* BEGIN Data for this task *
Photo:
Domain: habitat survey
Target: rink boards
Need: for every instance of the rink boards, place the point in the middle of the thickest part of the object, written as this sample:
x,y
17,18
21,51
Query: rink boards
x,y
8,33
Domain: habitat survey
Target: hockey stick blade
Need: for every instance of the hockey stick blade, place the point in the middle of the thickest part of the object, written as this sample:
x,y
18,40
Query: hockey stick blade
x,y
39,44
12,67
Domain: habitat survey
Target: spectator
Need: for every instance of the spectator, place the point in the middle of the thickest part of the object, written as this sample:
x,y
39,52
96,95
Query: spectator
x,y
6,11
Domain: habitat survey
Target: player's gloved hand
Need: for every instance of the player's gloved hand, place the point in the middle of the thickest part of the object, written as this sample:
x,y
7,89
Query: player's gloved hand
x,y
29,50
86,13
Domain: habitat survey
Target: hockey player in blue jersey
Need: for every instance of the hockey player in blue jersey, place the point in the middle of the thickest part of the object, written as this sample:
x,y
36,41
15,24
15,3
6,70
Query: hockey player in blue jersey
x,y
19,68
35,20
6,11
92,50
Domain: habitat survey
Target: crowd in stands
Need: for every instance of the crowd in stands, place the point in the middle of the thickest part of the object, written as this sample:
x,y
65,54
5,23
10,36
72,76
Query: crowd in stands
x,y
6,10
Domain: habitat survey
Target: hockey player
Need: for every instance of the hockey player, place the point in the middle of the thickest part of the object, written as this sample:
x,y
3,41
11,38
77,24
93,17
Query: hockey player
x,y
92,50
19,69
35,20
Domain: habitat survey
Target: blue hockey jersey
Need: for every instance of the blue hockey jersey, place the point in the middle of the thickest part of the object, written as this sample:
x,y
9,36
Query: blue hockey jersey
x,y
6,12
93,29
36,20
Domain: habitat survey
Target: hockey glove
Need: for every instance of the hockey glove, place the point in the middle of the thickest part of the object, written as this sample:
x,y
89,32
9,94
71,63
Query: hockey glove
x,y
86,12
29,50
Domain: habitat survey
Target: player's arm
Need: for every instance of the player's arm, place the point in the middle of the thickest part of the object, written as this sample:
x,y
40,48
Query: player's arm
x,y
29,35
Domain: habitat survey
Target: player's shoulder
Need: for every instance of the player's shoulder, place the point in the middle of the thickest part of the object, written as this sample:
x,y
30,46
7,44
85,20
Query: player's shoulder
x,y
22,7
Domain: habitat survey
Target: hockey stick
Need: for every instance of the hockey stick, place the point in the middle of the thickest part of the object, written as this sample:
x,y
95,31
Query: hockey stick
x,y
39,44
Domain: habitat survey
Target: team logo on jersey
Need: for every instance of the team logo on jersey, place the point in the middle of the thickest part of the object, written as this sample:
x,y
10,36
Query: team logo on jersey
* END Data for this task *
* [What you need to do] Collect every line in the rows above that contains the string "gloved", copying each one in full. Case counts.

* [Complete output]
Target: player's gloved hand
Need: for every instance of the player's gloved hand, place the point in the middle of the thickest part of the object, written as this sample:
Query: player's gloved hand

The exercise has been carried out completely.